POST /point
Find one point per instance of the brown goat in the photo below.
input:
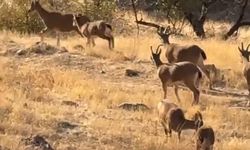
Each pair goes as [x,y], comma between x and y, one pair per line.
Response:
[177,53]
[178,122]
[163,108]
[57,21]
[205,138]
[185,72]
[98,28]
[245,59]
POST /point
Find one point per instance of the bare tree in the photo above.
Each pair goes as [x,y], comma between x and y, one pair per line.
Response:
[239,23]
[197,22]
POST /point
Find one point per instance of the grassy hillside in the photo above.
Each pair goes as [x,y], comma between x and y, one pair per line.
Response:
[36,91]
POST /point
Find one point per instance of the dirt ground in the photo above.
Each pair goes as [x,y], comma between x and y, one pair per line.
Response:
[67,99]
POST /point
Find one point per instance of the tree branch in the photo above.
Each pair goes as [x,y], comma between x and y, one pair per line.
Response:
[136,19]
[238,23]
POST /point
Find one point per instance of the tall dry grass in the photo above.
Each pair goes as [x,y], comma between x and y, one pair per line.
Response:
[32,93]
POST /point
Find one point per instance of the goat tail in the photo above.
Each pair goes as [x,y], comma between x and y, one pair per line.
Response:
[199,72]
[109,26]
[203,54]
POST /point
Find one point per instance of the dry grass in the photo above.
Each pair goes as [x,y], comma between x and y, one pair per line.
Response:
[32,93]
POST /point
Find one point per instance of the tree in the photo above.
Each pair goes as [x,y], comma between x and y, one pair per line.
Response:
[239,23]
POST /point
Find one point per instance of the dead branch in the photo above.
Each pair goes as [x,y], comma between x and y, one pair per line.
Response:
[239,22]
[150,24]
[135,13]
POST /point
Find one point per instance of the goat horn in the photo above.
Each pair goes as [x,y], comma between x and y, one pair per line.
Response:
[151,47]
[159,46]
[242,46]
[239,49]
[247,47]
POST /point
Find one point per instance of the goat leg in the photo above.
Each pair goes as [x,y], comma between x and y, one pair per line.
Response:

> [TASK PROMPT]: Would you mind returning each entry above word for word, skipping the images?

> [THE ANSWER]:
POST /point
Find one point per instance of the brown goat in the photo below.
input:
Each pair goes as [x,y], comma between x and y, one pair per line.
Response:
[177,53]
[178,122]
[163,108]
[57,21]
[205,138]
[185,72]
[98,28]
[245,59]
POST /point
Find one point per instance of the bare tree in the photo above.
Each pair goes as [x,y], comma between x and y, one pair per line.
Response:
[239,23]
[197,22]
POST /point
Find one point per instance of the grassy hillside in the photo above.
Each pair goes as [x,y], comma between x and y, one pair per line.
Response:
[36,91]
POST /point
Find one point per instance of the dirt ground in the photo above.
Each pair goes as [x,y], comma between x and y, one pair per line.
Response:
[67,99]
POST /point
Find one point per instance of the tree branch in the photo above.
Each pair goes as [x,y], comma between x and y, one pair per line.
Response:
[136,19]
[238,23]
POST /point
Find one point per instance of the tall dry grass in the photo above.
Each pair goes as [x,y], comma between x and y, one pair per line.
Response:
[32,93]
POST /point
Find one point per instance of the goat tail in the photo above.
Each pair goes as [x,y], comma between x and y, one pair per line.
Response:
[199,72]
[109,26]
[203,54]
POST /point
Find one point per instance of the dry grass in the photo above.
Each pair goes as [x,y], comma between x and y, one pair per line.
Response:
[32,93]
POST /point
Find one point per instance of the tree in the photo above.
Each pair goes as [x,y], comma between x and y, one pair per line.
Response:
[239,23]
POST /point
Find one point per instance of the dead branch in the photo above.
Each pair goes as [x,y], comma between x and y, one pair per line.
Response:
[239,22]
[150,24]
[135,13]
POST /point
Find one point per instance of the goat horn in the photo above.
Each pair goes as [x,y], comma between x and y, one pair per line.
Response:
[151,47]
[159,46]
[242,46]
[239,49]
[247,47]
POST /point
Find one point per instance of the goat leg in the photo above.
Each pair goes as [x,y], comma between x and y, one pair per line.
Response:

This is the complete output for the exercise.